#### PROBLEM TO WORK ON
Copy all of the records below word for word, leaving out the pictures.

#### RECORDS FOR THE EXERCISE
══════

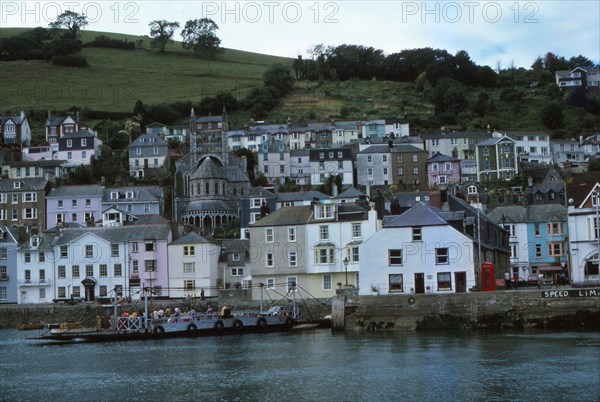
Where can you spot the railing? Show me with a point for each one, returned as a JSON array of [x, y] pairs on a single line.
[[41, 282]]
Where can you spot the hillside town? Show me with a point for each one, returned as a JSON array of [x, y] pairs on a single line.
[[441, 212]]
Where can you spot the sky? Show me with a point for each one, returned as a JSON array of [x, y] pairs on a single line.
[[492, 32]]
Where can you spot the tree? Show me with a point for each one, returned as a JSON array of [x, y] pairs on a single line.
[[200, 35], [162, 33], [552, 115], [71, 21], [280, 77]]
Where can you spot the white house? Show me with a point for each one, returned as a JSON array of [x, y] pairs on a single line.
[[583, 214], [418, 251], [193, 266]]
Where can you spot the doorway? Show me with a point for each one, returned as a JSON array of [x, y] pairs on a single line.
[[460, 280], [419, 283]]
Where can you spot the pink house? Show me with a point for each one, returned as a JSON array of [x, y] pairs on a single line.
[[443, 170]]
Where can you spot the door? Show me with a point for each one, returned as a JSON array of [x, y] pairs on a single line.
[[460, 279], [419, 282]]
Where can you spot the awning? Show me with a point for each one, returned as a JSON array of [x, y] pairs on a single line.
[[550, 268]]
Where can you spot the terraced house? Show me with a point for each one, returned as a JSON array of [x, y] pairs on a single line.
[[496, 158]]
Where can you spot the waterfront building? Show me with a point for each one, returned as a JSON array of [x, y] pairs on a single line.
[[584, 228], [193, 266]]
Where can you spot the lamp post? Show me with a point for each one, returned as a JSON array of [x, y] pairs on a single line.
[[346, 268]]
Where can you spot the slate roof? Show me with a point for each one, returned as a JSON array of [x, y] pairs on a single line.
[[116, 234], [192, 238], [531, 214], [76, 191], [36, 184], [286, 216], [439, 157], [144, 141], [300, 196], [383, 149], [350, 193], [141, 194], [420, 214]]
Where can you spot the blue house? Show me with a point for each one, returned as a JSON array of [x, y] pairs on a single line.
[[253, 205], [9, 242]]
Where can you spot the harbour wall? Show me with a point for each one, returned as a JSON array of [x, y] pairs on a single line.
[[481, 310]]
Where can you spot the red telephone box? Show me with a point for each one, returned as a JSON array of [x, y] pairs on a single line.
[[487, 277]]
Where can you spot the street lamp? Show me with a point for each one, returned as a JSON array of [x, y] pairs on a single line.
[[346, 268]]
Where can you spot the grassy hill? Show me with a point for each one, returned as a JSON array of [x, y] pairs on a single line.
[[117, 78]]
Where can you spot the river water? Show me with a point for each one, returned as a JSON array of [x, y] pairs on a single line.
[[307, 366]]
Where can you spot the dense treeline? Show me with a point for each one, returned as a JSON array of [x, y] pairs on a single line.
[[347, 62]]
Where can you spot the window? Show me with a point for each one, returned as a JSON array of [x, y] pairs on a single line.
[[114, 250], [189, 285], [269, 238], [150, 265], [444, 281], [395, 257], [293, 258], [324, 255], [89, 251], [189, 268], [291, 282], [356, 230], [327, 282], [323, 232], [324, 211], [556, 249], [554, 228], [395, 283], [441, 255]]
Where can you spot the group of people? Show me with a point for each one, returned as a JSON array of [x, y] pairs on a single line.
[[159, 313]]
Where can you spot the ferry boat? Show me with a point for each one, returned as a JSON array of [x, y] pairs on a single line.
[[124, 328]]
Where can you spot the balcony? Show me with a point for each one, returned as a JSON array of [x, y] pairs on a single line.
[[41, 282]]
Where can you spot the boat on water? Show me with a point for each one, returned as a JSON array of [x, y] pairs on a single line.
[[136, 327]]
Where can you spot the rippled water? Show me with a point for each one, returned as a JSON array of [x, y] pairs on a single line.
[[307, 366]]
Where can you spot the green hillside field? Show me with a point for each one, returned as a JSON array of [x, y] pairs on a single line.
[[117, 78]]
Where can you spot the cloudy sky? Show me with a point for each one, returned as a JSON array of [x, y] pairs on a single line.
[[490, 31]]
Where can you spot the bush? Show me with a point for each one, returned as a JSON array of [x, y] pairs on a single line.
[[105, 41], [70, 60]]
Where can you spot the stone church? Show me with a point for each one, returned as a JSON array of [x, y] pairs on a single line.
[[209, 181]]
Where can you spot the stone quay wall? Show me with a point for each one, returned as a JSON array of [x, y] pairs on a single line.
[[481, 310]]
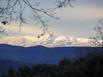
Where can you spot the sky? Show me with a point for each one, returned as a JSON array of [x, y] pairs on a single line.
[[78, 21]]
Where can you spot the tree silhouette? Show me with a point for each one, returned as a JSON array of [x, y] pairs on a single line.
[[98, 39]]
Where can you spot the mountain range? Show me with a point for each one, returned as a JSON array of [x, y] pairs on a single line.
[[46, 40]]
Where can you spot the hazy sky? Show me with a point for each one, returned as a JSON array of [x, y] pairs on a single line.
[[77, 22]]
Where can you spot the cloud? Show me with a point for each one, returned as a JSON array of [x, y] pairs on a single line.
[[81, 13]]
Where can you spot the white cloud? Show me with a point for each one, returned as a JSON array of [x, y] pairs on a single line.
[[81, 13]]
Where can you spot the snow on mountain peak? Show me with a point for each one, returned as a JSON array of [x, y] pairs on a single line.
[[46, 40]]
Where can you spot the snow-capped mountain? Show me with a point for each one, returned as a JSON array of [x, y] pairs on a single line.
[[46, 40]]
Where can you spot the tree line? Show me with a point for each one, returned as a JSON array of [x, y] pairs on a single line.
[[88, 66]]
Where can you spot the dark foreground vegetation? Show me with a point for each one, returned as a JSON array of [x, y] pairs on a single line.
[[88, 66]]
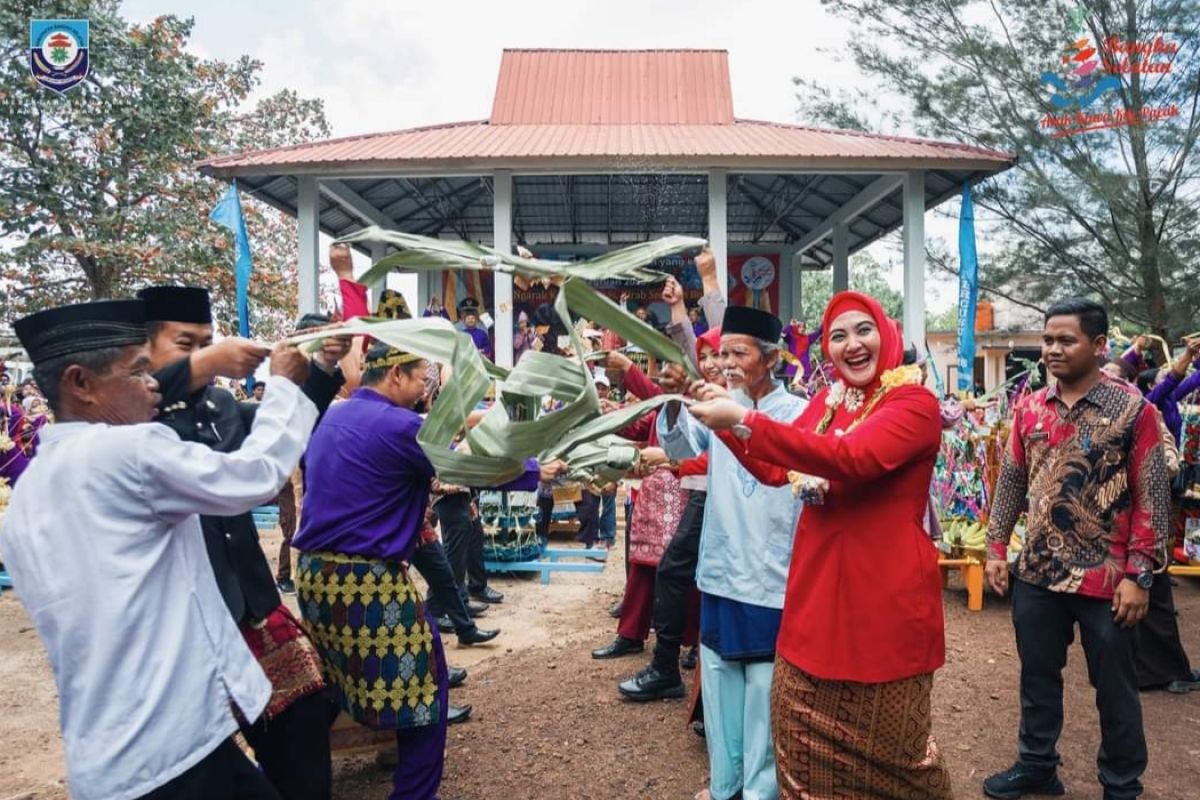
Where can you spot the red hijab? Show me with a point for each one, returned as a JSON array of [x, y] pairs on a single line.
[[891, 340]]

══════

#### EXERCISE RESULT
Where can you spot the railing? Show me with a point for each one, returned as a JSON array of [x, y] pairs on a single line.
[[41, 282]]
Where can you spot the hillside town? Show me with a point for each one, returned as a JSON array of [x, y] pairs on a single line.
[[441, 212]]
Where can you spot the sky? Show me with a point for each one, returned as a JSON array of [x, y] pairs on a single line.
[[492, 32]]
Where can you spot the tree? Show me with a point for each one, returned as a JSON array of [x, y] pairs on a single line.
[[200, 35], [162, 33], [552, 115], [71, 21], [280, 77]]
Where can you spot the white house? Show me with a point for each one, returned as a JSON array of [x, y] pairs on a single line.
[[583, 214], [418, 251], [193, 266]]
Where can you spot the doorway? Show me with a point for each one, returned as a JSON array of [x, y] pairs on a single line.
[[460, 280], [419, 283]]
Where can you spot the pink house? Show me with a point for each one, returned as a JSON array of [x, y] pairs on a single line.
[[443, 170]]
Where can you spot the door? Show me with a point for each one, returned as a JSON array of [x, y] pairs on a single line.
[[460, 279], [419, 282]]
Where can you spot the awning? Show me with a point for each one, returned as a JSON array of [x, y] pairs on a single line.
[[550, 268]]
Where can you spot the terraced house? Show me with a point for each one, returned as a JSON array of [x, y] pairs on a single line.
[[496, 158]]
Where can you spot the waterfront building? Show me with a point for each one, returned as a JSON array of [x, y] pairs on a single line.
[[584, 228], [193, 266]]
Where can you spot the lamp post? Show me with a point for each one, returned as a JSON array of [x, y] pairs on a single line.
[[346, 268]]
Where can you spot the slate roof? Show me with a point for each one, returned as a JSON array of [x, y] pairs on a single line.
[[116, 234], [192, 238], [531, 214], [76, 191], [36, 184], [286, 216], [439, 157], [144, 141], [300, 196], [383, 149], [350, 193], [141, 194], [420, 214]]
Where can you spot the blue house? Show me with a point for each one, returned as a JSON array of [x, y] pairs on a single line.
[[253, 205], [9, 242]]
Where can you spot the harbour wall? Show me with a point for each one, returned as a JSON array of [x, y] pairs on a single line.
[[481, 310]]
Where can you spot the red telephone box? Show me with a point for each one, returned as a JSON array of [x, y] pairs on a single line.
[[487, 277]]
Where can you spot the street lamp? Show me with a point for each one, returned as a JSON array of [x, y] pairs on a single line.
[[346, 268]]
Where can you spot the grassy hill? Show me with a point for each one, returned as a JSON array of [x, y] pairs on a single line.
[[117, 78]]
Where can you spot the river water? Show me with a point for each one, returned as a JSON array of [x, y] pairs on a single line.
[[307, 366]]
Where can you spot the dense treeline? Show me with a point for each one, returned as a JSON array of [x, y] pairs on a single line.
[[347, 62]]
Where can you spot the window? Show me with a point for each one, returned as a JSON array of [x, y] pairs on a single line.
[[114, 250], [189, 285], [269, 238], [150, 265], [444, 281], [395, 257], [293, 258], [324, 255], [89, 251], [189, 268], [291, 282], [356, 230], [327, 282], [323, 232], [324, 211], [556, 249], [554, 228], [395, 283], [441, 255]]
Where can you spot the group of people? Show me with a point for each one, returned as a JSON array of [x, y] pairs on a single line.
[[159, 313]]
Where can you spot the ferry boat? Show me with a point for each one, returned as a JSON array of [x, y] pairs on a single line.
[[124, 328]]
Where can you spot the balcony? Show me with a point for each one, returned as a JSON array of [x, y] pairs on a single line.
[[41, 282]]
Where can you spot the boat on water? Show me with a point for each one, returned as a JSON array of [x, y] pairs on a single line.
[[136, 327]]
Where can you spot the rippled water? Show me with a point for each one, returned as a JSON array of [x, y] pairs on a single line.
[[307, 366]]
Where can you spot the green hillside field? Show me with a point for each one, returned as a JSON array of [x, y] pairs on a single line.
[[117, 78]]
Where can you spot the cloudy sky? Show me with a point for each one, returned as a JSON array of [x, y] pairs on a single line.
[[490, 31]]
Where can you spot the bush? Show me with a point for each one, returned as a JSON array of [x, y] pairs on a single line.
[[105, 41], [70, 60]]
Where can you spot the stone church? Show me with a point for each one, returned as a JSON array of [x, y] pairs on a single line.
[[209, 181]]
Where can you spot the stone quay wall? Show me with a point for each one, returned as a JSON array of [x, y] pairs on a single line.
[[481, 310]]
Where can you spot the sky? Show me with a point for each one, returned as a JSON array of [x, y] pairs on a single line.
[[78, 21]]
Where can you spot the tree silhouette? Show me with a point for each one, returned as a JSON array of [x, y] pairs on a single line.
[[98, 39]]
Where can you spot the mountain range? Show me with a point for each one, returned as a JSON array of [x, y] pairs on a single line.
[[46, 40]]
Where can you spot the hazy sky? Show me with a point for each one, returned as a JSON array of [x, y] pairs on a single line.
[[77, 22]]
Where can you spot the cloud? Show me with a point for each one, returned as a JSON array of [x, y] pairs on a single line.
[[81, 13]]
Where can you spot the white cloud? Show me with a point for each one, returned as a JSON array of [x, y] pairs on a single line.
[[81, 13]]
Where can you spot the snow on mountain peak? Show me with a point for each one, returned as a JSON array of [x, y] pairs on a single line.
[[46, 40]]
Where can you spot the snow-capped mountain? Show me with a point for each one, returned as a JSON array of [x, y] pairs on a single line.
[[46, 40]]
Where can you spot the tree line? Show me with a point for each one, returned as a JSON array of [x, y] pairs on a single line.
[[88, 66]]
Where can you spot the dark foreground vegetation? Show me with a point for each one, returned as a JSON array of [x, y] pairs on a single line.
[[88, 66]]
Where can you spot the red hijab? Show me with a point for each one, returned as a JSON array of [x, y] pairs on a single line.
[[891, 340]]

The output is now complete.